» Listed entries:

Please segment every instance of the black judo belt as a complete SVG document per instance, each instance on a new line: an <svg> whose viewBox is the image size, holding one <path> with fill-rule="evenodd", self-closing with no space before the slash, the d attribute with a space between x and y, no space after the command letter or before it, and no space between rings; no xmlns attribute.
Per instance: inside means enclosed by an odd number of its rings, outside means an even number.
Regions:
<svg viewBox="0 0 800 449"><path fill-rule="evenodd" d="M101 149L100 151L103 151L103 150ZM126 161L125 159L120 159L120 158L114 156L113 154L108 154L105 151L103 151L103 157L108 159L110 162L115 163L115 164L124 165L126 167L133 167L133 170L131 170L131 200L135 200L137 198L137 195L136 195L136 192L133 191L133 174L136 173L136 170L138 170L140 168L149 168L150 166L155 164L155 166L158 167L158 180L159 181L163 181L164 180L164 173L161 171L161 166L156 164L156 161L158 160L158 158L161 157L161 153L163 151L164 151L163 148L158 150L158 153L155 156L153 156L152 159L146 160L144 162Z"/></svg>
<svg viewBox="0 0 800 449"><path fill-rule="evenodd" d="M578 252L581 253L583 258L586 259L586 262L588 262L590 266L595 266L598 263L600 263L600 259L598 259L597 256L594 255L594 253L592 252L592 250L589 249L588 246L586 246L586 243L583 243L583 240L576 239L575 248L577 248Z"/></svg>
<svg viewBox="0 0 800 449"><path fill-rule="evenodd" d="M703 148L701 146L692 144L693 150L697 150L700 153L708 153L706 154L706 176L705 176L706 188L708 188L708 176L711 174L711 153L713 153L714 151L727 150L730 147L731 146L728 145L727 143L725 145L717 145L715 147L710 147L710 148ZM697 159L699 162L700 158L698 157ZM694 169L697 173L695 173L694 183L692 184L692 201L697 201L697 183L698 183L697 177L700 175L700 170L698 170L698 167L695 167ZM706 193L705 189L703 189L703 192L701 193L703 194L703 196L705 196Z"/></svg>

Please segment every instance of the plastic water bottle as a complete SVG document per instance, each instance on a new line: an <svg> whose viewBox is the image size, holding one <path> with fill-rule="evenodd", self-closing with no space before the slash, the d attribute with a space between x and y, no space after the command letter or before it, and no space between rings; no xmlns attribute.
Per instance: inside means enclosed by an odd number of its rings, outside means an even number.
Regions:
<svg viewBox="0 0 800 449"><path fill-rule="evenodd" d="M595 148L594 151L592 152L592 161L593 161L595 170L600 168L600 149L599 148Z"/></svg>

==

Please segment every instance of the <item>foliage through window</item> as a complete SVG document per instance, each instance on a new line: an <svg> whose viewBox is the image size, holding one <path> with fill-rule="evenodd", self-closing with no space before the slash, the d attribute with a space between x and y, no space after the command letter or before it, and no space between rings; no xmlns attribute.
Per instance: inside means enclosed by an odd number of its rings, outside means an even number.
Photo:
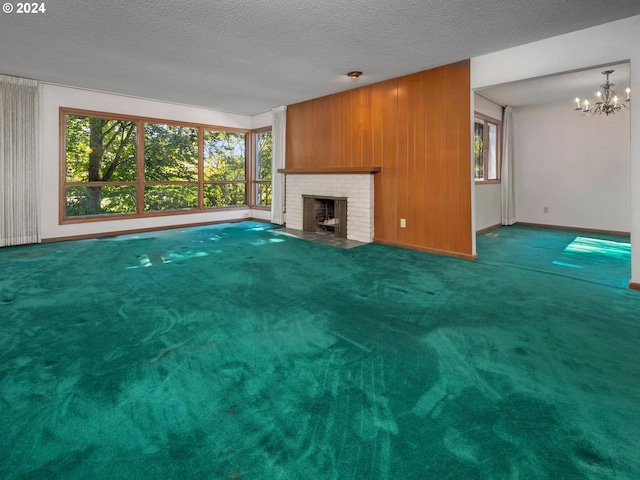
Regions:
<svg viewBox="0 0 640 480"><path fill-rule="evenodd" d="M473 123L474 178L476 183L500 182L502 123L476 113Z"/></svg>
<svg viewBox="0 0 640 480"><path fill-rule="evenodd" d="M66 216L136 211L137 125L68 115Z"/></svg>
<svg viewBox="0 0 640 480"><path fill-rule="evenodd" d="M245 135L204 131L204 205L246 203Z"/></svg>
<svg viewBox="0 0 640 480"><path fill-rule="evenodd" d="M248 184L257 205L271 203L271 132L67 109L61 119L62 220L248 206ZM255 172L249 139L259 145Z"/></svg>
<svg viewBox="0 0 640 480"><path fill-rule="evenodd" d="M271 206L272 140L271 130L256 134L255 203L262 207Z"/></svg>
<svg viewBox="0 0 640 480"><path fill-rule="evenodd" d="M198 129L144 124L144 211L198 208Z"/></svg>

» What this task involves: Lines with the string "letter": pick each one out of the material and return it.

» Answer section:
Please segment every instance of the black judo belt as a complete SVG document per instance, each instance on a new line: an <svg> whose viewBox is the image size, holding one <path> with fill-rule="evenodd", self-closing with no space before the slash, the d attribute with a space between x and y, no space after the command letter or before it, and no space between rings; no xmlns attribute.
Please segment every instance of the plastic water bottle as a complete SVG document per instance, each instance on a new line: an <svg> whose viewBox is the image size, holding one <path> with fill-rule="evenodd", self-closing with no space before the slash, the d attribute with a space between x and y, no space after the command letter or before it, and no space between rings; no xmlns attribute.
Please segment every instance of the <item>foliage through window</item> as a complete SVG document per instance, each instance on a new line: an <svg> whose viewBox is the image size, holding one <path> with fill-rule="evenodd", self-closing with no space before the slash, the d attribute with a space between x and y, no space after the command letter or before it, and no space between rings; no xmlns attribute.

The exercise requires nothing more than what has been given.